# New 08 Onix



## Amsmoore (Jun 11, 2008)

Heres my 08 Onix TDF.

Full Ultegra SL
Look Keos
Specialized Cyclocomputer
Vittoria Diamante Pros.

Swapped bar tape with "Bar Fat" from Specialized. Huge improvement, really comfy stuff. 


































































Initial (400mile) Impressions. 

The ultegra performs just beautifully. Shifts are quick, exact and quiet. 

The frame isn't super stiff, but it does climb pretty well. The BB really doesn't flex noticeably. I'm a big guy, (6'3, 260) and if I can't flex it, I think it'll be great for most others. The ride is absolutely incredible. Its connected to the road, and stiff, but there's no chatter, and pretty pleasant. 

I was really disappointed with the Pro Race 2s that came with the bike. They simply cut way too easily. The Vittorias ride smoother @ 130psi, roll about the same, and handle well. 

The Keos work well. I am in love with the Specialized BG shoes. Their the mid-range shoe, with a carbon footbed. Their stiff, but comfortable. 

The Mavics are pretty good wheels. I've had to true them once, but I was expecting that. Their pre-built wheels, they settle and stretch. 

A quick word on the buying process. Open Road Bicycles in Jacksonville and St. Augustine FL handled all of the fitting, and the actual order. 

They kick ass. Seriously. Great job on the fit, and the price can't be beat. Total bike, with shoes, pedals, computer, cages, new helmet and fit $3079.00 out the door. 15% discount on everything on the bike, and a bunch of free tune-ups and re-fittings. They rock. :thumbsup:


----------



## BunnV (Sep 7, 2005)

Congratulations! Nice color scheme :thumbsup:


----------



## brentster (Jul 12, 2007)

****************

SHORT PROBLEM 1: Arrange the stretch of the listing from the line containing "Mark the bare" through the end of the listing as a two-column CSV with columns label_request and box_answer, one row per request. Put each value in a single quoted field and replace line breaks with spaces.
The forum thread and the listing have no connection to each other.

Region annotation entries
****************

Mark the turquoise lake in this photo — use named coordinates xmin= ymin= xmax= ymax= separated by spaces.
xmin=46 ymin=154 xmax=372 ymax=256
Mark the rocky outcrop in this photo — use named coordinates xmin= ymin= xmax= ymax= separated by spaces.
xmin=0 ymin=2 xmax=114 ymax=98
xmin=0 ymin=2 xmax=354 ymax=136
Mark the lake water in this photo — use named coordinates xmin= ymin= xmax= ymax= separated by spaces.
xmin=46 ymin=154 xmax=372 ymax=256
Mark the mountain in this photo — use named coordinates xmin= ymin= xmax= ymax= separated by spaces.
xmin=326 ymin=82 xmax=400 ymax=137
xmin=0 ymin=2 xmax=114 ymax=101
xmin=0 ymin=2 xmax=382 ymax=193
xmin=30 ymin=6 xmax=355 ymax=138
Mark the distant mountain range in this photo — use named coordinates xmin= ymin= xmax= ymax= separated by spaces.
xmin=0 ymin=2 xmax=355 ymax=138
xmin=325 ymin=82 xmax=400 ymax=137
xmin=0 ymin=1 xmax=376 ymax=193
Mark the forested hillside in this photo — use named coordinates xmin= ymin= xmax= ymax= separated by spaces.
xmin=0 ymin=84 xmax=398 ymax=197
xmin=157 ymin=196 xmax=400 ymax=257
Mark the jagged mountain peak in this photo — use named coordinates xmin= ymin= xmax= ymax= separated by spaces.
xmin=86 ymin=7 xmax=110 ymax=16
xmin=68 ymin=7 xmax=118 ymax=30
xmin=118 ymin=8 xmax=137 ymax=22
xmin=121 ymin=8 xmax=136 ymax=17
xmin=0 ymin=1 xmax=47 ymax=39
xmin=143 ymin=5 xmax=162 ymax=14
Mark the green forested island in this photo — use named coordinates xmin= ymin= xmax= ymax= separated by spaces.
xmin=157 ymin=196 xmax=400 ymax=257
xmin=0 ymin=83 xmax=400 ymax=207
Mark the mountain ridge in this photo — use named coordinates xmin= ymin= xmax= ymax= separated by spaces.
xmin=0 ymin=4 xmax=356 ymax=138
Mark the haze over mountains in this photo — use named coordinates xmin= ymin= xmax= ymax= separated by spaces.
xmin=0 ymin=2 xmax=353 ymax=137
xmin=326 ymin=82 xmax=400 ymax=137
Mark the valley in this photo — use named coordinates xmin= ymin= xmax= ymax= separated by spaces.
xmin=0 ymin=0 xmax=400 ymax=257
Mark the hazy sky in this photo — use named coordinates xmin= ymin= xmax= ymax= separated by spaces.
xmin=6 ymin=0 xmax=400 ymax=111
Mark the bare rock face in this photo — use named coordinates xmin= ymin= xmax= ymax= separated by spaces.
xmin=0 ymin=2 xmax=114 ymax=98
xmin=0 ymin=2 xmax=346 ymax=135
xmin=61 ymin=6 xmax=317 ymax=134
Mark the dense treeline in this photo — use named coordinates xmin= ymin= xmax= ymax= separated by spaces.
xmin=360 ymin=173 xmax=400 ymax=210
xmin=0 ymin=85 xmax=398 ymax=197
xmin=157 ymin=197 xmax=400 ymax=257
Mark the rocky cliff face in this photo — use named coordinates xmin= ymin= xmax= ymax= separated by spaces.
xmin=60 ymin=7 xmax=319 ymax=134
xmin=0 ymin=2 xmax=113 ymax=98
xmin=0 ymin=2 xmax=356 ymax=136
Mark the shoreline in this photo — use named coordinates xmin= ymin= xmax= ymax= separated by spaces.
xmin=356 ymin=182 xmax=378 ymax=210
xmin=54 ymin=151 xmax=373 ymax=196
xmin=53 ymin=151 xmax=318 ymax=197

****************

SHORT PROBLEM 2:
Answer these questions from the forum thread:
(a) At what pressure does the poster say the Vittorias ride smoother?
(b) What total price did the poster pay out the door?
(c) What does BunnV compliment besides offering congratulations?

FULL SOLUTION 1:
label_request,box_answer
"Mark the bare rock face in this photo — use named coordinates xmin= ymin= xmax= ymax= separated by spaces.","xmin=0 ymin=2 xmax=114 ymax=98 xmin=0 ymin=2 xmax=346 ymax=135 xmin=61 ymin=6 xmax=317 ymax=134"
"Mark the dense treeline in this photo — use named coordinates xmin= ymin= xmax= ymax= separated by spaces.","xmin=360 ymin=173 xmax=400 ymax=210 xmin=0 ymin=85 xmax=398 ymax=197 xmin=157 ymin=197 xmax=400 ymax=257"
"Mark the rocky cliff face in this photo — use named coordinates xmin= ymin= xmax= ymax= separated by spaces.","xmin=60 ymin=7 xmax=319 ymax=134 xmin=0 ymin=2 xmax=113 ymax=98 xmin=0 ymin=2 xmax=356 ymax=136"
"Mark the shoreline in this photo — use named coordinates xmin= ymin= xmax= ymax= separated by spaces.","xmin=356 ymin=182 xmax=378 ymax=210 xmin=54 ymin=151 xmax=373 ymax=196 xmin=53 ymin=151 xmax=318 ymax=197"

FULL SOLUTION 2:
(a) 130psi
(b) $3079.00
(c) The color scheme